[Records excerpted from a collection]
[start]

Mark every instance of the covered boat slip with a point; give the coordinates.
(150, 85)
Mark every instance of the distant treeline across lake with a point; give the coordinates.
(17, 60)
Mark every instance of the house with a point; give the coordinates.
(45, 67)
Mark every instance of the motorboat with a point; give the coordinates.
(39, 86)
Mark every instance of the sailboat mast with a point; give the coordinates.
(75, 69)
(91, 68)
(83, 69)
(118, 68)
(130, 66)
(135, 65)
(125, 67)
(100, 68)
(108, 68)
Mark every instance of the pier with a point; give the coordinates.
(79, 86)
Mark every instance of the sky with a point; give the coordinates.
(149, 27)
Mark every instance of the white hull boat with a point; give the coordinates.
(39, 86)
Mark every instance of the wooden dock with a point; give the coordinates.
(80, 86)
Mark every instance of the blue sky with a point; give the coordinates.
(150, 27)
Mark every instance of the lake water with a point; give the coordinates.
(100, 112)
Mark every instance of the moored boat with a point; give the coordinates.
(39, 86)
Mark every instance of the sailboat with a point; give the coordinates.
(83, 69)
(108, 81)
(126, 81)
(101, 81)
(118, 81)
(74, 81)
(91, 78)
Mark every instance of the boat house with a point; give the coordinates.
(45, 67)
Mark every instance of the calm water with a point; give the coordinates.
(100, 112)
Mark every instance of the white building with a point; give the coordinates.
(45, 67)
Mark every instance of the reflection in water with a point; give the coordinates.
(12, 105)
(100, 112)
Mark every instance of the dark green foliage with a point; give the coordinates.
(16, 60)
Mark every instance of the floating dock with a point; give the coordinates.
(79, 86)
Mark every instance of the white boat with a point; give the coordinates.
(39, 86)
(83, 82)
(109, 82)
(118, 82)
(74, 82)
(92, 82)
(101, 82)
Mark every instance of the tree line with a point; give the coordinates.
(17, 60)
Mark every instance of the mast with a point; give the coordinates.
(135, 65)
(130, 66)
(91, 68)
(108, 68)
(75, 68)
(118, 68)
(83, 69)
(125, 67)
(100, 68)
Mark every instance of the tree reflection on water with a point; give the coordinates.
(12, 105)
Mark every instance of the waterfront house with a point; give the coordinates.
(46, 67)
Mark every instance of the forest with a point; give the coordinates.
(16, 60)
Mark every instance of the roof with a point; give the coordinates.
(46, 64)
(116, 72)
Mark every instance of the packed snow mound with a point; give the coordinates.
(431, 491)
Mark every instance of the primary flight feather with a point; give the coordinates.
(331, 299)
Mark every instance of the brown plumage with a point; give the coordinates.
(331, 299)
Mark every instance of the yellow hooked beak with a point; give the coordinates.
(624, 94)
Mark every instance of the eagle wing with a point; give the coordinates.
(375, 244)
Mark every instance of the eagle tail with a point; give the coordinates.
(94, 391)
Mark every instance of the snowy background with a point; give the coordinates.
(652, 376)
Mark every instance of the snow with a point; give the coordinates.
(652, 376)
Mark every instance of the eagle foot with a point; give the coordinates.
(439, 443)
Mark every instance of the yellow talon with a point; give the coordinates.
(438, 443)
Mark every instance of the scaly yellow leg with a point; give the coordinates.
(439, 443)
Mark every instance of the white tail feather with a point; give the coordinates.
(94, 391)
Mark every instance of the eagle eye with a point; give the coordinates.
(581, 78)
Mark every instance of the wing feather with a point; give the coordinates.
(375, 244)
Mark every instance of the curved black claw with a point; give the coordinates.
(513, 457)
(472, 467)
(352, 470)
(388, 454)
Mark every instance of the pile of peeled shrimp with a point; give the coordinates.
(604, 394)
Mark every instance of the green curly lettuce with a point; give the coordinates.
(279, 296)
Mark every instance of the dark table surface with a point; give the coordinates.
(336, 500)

[end]

> **Problem description**
Put every line of the records above into a numbered list, omitting any blank lines.

> **Written response**
1. Mark every instance of the covered boat slip with a point; give the coordinates.
2. (150, 85)
3. Mark every instance of the distant treeline across lake with a point; give the coordinates.
4. (17, 60)
5. Mark every instance of the house with a point; give the coordinates.
6. (45, 67)
7. Mark every instance of the motorboat with a point; give the coordinates.
8. (39, 86)
9. Mark every instance of the sailboat mast with a point; give the coordinates.
10. (75, 69)
11. (91, 68)
12. (83, 69)
13. (118, 68)
14. (130, 66)
15. (135, 65)
16. (125, 67)
17. (100, 68)
18. (108, 68)
19. Mark every instance of the pier with a point; give the coordinates.
20. (79, 86)
21. Mark every instance of the sky with a point; give the coordinates.
22. (149, 27)
23. Mark every instance of the white hull boat with a point; give the coordinates.
24. (39, 86)
25. Mark every instance of the wooden dock with a point; give the coordinates.
26. (80, 86)
27. Mark every instance of the blue sky with a point; give the coordinates.
28. (150, 27)
29. Mark every instance of the lake water with a point; give the coordinates.
30. (100, 112)
31. Mark every instance of the moored boat with a point; give the coordinates.
32. (39, 86)
33. Mark every instance of the sailboat with a point; give the coordinates.
34. (83, 69)
35. (108, 81)
36. (126, 81)
37. (101, 81)
38. (118, 81)
39. (74, 81)
40. (91, 78)
41. Mark every instance of the boat house with a point; give the coordinates.
42. (45, 67)
43. Mark every instance of the calm water with a point; give the coordinates.
44. (100, 112)
45. Mark every instance of the white building with a point; give the coordinates.
46. (45, 67)
47. Mark every instance of the reflection in water with a point; give the coordinates.
48. (12, 105)
49. (100, 112)
50. Mark every instance of the dark green foliage with a point; give the coordinates.
51. (16, 60)
52. Mark every instance of the floating dock with a point; give the coordinates.
53. (79, 86)
54. Mark every instance of the white boat with a point; give the coordinates.
55. (39, 86)
56. (83, 82)
57. (109, 82)
58. (118, 82)
59. (74, 82)
60. (92, 82)
61. (101, 82)
62. Mark every instance of the tree line with a point; give the coordinates.
63. (17, 60)
64. Mark every instance of the mast with a point; give the coordinates.
65. (135, 65)
66. (130, 66)
67. (91, 68)
68. (108, 68)
69. (75, 68)
70. (118, 68)
71. (83, 69)
72. (125, 67)
73. (100, 68)
74. Mark every instance of the tree reflection on water with a point; give the coordinates.
75. (12, 105)
76. Mark every instance of the waterfront house with a point; give the coordinates.
77. (46, 67)
78. Mark every instance of the forest with a point; give the coordinates.
79. (16, 60)
80. Mark every instance of the roof with a point; give the coordinates.
81. (46, 64)
82. (116, 72)
83. Mark every instance of the packed snow mound with a point; give the coordinates.
84. (431, 491)
85. Mark every instance of the primary flight feather with a point; give the coordinates.
86. (331, 299)
87. Mark every instance of the brown plumage with a point; give the coordinates.
88. (331, 299)
89. Mark every instance of the yellow hooked beak with a point; give the coordinates.
90. (624, 94)
91. Mark every instance of the eagle wing with a point; give the coordinates.
92. (375, 244)
93. Mark every instance of the eagle tail with a point; give the coordinates.
94. (94, 391)
95. Mark every instance of the snowy background with a point; give the coordinates.
96. (652, 376)
97. Mark every instance of the snow with a point; give the coordinates.
98. (652, 376)
99. Mark every instance of the eagle foot with a point; give the coordinates.
100. (439, 443)
101. Mark every instance of the yellow talon with a point; give the coordinates.
102. (438, 443)
103. Mark every instance of the scaly yellow leg with a point; give the coordinates.
104. (439, 443)
105. Mark every instance of the white tail feather with a point; give the coordinates.
106. (94, 391)
107. Mark every instance of the eagle eye with a point; give the coordinates.
108. (581, 78)
109. Mark every instance of the wing feather with a point; give the coordinates.
110. (375, 244)
111. Mark every instance of the curved black claw with a point; give the coordinates.
112. (513, 457)
113. (472, 467)
114. (352, 470)
115. (388, 454)
116. Mark every instance of the pile of peeled shrimp with a point; give the coordinates.
117. (604, 394)
118. Mark every instance of the green curly lettuce with a point; give the coordinates.
119. (279, 296)
120. Mark every instance of the dark table surface with a point; give the coordinates.
121. (336, 500)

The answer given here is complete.